+++ Records +++

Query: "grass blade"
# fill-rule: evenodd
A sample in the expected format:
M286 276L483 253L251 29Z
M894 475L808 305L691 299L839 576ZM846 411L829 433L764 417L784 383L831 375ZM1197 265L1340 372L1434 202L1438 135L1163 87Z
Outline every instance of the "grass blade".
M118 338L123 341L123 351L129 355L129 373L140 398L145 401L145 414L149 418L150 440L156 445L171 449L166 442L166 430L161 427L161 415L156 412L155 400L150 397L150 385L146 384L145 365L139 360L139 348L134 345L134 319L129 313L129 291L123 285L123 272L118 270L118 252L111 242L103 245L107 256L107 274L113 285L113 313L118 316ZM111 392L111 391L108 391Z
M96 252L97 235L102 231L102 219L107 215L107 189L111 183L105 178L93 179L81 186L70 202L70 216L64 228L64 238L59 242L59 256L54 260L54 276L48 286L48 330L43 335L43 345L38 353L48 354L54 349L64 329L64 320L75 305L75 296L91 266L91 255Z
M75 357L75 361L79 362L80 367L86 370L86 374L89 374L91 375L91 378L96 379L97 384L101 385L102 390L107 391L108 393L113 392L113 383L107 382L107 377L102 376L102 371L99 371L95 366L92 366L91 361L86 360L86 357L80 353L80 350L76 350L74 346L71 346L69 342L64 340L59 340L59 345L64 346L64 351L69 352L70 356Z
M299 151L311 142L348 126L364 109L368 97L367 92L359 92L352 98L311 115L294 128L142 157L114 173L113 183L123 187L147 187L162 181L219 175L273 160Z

+++

Word for word, copy the listing above in its entirety.

Query: "grass blade"
# fill-rule: evenodd
A sample in the expected format:
M286 276L483 253L251 29Z
M894 475L808 305L691 299L839 576ZM846 411L829 433L764 417L784 383L831 375ZM1197 265L1340 372L1434 202L1438 135L1163 87Z
Outline every instance of the "grass blade".
M118 338L123 341L123 351L129 355L129 373L140 398L145 401L145 414L149 418L150 440L156 445L171 449L166 442L166 430L161 427L161 415L156 412L155 400L150 397L150 385L146 384L145 365L139 360L139 348L134 345L134 319L129 313L129 291L123 285L123 272L118 270L118 252L111 242L103 245L107 256L107 274L113 285L113 313L118 316ZM111 392L111 391L108 391Z
M96 252L97 235L102 231L102 219L107 215L107 189L111 183L105 178L93 179L81 186L70 202L70 216L64 228L64 238L59 242L59 256L54 260L54 276L48 286L48 330L43 335L43 345L38 353L48 354L54 349L64 329L64 320L75 305L75 296L91 266L91 255Z
M75 357L75 361L79 362L80 367L86 370L86 374L89 374L91 375L91 378L96 379L97 384L101 385L102 390L107 391L108 393L113 392L113 383L107 382L107 377L102 376L102 371L99 371L95 366L92 366L91 361L86 360L86 357L80 353L80 350L76 350L74 346L71 346L69 342L64 340L59 340L59 345L64 346L64 351L69 352L70 356Z
M299 151L311 142L348 126L364 109L368 97L367 92L359 92L352 98L311 115L294 128L142 157L114 173L113 183L123 187L147 187L162 181L219 175L273 160Z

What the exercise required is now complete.